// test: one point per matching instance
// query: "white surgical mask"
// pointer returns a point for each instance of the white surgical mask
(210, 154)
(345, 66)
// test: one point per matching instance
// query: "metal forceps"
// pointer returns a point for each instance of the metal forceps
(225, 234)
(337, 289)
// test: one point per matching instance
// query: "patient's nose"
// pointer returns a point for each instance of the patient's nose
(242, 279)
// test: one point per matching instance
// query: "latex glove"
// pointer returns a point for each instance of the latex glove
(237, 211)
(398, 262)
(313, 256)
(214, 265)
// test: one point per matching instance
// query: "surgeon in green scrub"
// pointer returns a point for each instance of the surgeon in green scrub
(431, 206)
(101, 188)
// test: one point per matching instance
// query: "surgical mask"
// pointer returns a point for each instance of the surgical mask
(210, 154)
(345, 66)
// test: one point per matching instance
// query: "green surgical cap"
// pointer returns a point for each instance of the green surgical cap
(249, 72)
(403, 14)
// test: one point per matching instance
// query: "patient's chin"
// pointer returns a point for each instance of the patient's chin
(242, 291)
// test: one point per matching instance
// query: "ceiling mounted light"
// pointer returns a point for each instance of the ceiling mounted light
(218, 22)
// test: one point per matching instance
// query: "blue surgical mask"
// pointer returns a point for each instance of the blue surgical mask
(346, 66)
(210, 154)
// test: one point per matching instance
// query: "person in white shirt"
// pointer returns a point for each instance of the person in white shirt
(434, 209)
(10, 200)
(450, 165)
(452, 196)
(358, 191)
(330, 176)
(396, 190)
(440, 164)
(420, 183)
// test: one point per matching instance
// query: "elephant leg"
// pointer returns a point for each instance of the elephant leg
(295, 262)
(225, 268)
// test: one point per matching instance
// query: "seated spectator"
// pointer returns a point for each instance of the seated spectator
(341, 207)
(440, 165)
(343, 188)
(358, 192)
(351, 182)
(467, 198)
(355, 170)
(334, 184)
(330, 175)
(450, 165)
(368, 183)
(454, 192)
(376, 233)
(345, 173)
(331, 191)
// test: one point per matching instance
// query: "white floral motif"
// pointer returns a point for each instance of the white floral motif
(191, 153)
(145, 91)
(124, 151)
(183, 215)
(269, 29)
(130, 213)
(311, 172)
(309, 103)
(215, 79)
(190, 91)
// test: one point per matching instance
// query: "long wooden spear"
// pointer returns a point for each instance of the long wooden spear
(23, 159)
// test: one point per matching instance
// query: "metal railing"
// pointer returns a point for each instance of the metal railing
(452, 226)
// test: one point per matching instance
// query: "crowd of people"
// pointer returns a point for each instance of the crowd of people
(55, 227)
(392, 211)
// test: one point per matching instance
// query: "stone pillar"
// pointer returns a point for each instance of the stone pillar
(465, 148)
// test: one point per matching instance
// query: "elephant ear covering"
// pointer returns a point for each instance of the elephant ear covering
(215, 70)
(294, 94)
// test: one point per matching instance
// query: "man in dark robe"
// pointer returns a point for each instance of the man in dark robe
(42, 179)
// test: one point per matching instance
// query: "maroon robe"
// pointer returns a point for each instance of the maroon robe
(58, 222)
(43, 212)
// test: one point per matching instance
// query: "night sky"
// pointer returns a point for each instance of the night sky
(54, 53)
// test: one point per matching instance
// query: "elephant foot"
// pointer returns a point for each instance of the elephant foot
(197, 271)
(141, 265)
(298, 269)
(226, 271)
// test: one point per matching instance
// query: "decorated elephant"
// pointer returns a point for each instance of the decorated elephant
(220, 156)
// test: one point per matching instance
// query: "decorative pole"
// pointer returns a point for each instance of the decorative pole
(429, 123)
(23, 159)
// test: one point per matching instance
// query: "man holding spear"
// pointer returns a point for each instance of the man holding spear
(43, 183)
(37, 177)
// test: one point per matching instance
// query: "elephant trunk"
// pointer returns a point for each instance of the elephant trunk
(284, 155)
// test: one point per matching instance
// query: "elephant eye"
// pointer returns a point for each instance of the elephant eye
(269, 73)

ASSIGNMENT:
Write down the entire listing above verbatim.

ANSWER BOX:
// test: one point per matching instance
// query: "white surgical mask"
// pointer returns a point for each instance of the white surgical mask
(210, 154)
(345, 66)
// test: one point per matching instance
// query: "metal forceps"
// pointer returns a point for each instance of the metal forceps
(225, 234)
(337, 289)
// test: one point per matching instance
// query: "patient's nose"
// pointer returns a point for each instance of the patient's nose
(242, 279)
// test: one point per matching instance
// query: "latex glove"
// pointer returns a point for each instance of the latex glove
(237, 211)
(398, 262)
(313, 256)
(214, 265)
// test: one point per matching instance
// query: "surgeon in green scrub"
// pointer returns a point for each instance of the surgeon in green scrub
(431, 206)
(101, 188)
// test: one point per matching instance
// query: "surgical mask"
// pointer returns a point for each instance of the surgical mask
(210, 154)
(345, 66)
// test: one point per matching instance
// query: "green surgical cap"
// pointer returns a point for each instance of the green surgical cap
(249, 72)
(403, 14)
// test: one point per matching instance
// query: "patient's chin"
// pointer returns a point for each instance of the patient's chin
(242, 291)
// test: one point per matching instance
// query: "ceiling mounted light"
// pointer returns a point for each instance of the ceiling mounted light
(218, 22)
// test: one point per matching instance
// query: "blue surgical mask"
// pointer returns a point for each instance of the blue surgical mask
(346, 66)
(210, 154)
// test: one point per matching instance
// query: "person in white shirt"
// pointer returns a point for each instance of the person in white shirt
(434, 209)
(10, 200)
(450, 165)
(452, 196)
(358, 191)
(330, 176)
(396, 190)
(440, 164)
(420, 183)
// test: one point per matching instance
// query: "elephant leg"
// pointer returns a point for each instance of the elephant leg
(295, 262)
(225, 268)
// test: one point per matching instance
// query: "seated spectator"
// pointer returns a point for each instance of the seated spectator
(341, 207)
(440, 165)
(343, 188)
(358, 192)
(351, 182)
(467, 198)
(355, 170)
(334, 184)
(330, 175)
(450, 165)
(368, 183)
(454, 192)
(376, 233)
(345, 173)
(331, 191)
// test: one point per matching instance
// query: "white floral motif"
// pointer returns a point for each instance of the white floral motif
(191, 153)
(145, 91)
(124, 151)
(183, 215)
(269, 29)
(130, 213)
(311, 172)
(309, 103)
(215, 79)
(190, 91)
// test: one point per matching instance
// query: "long wooden spear"
// pointer returns a point for each instance of the long wooden spear
(23, 159)
// test: one point per matching instance
// query: "metal railing"
// pointer returns a point for each instance of the metal railing
(452, 226)
// test: one point per matching instance
// query: "crowd of people"
// pointer returns a point for each instance of the crowd of people
(55, 227)
(392, 211)
// test: one point per matching instance
// query: "stone pillar"
// pointer returns a point for each instance of the stone pillar
(465, 148)
// test: one point per matching instance
// query: "elephant ear covering"
// pointer returns a point for each instance of the elephant ear covering
(215, 70)
(294, 94)
// test: one point per matching instance
// query: "man in dark robe"
// pointer returns a point for each instance of the man in dark robe
(42, 179)
// test: one point per matching instance
// query: "maroon robe"
// pointer returns a point for each instance of the maroon robe
(58, 222)
(43, 212)
// test: one point per matching instance
// query: "night sky"
// pointer returns a point for each instance of the night sky
(54, 53)
// test: one point per matching instance
// query: "elephant foot"
// pointer returns a point for each instance of the elephant foot
(197, 271)
(141, 265)
(298, 269)
(226, 271)
// test: one point per matching instance
// query: "decorated elephant"
// pointer returns a point for each instance of the decorated elephant
(220, 156)
// test: one point per matching instance
// query: "decorative pole"
// pointer returns a point for each instance of the decorative pole
(429, 123)
(23, 159)
// test: one point per matching instance
// query: "man holding spear"
// pointer returns a point for each instance of the man holding spear
(43, 183)
(37, 177)
// test: one point per matching instance
// query: "elephant trunk"
// pointer returns a point for each instance of the elephant trunk
(284, 155)
// test: one point per matching instance
// query: "elephant eye"
// pointer returns a point for each instance of the elephant eye
(269, 73)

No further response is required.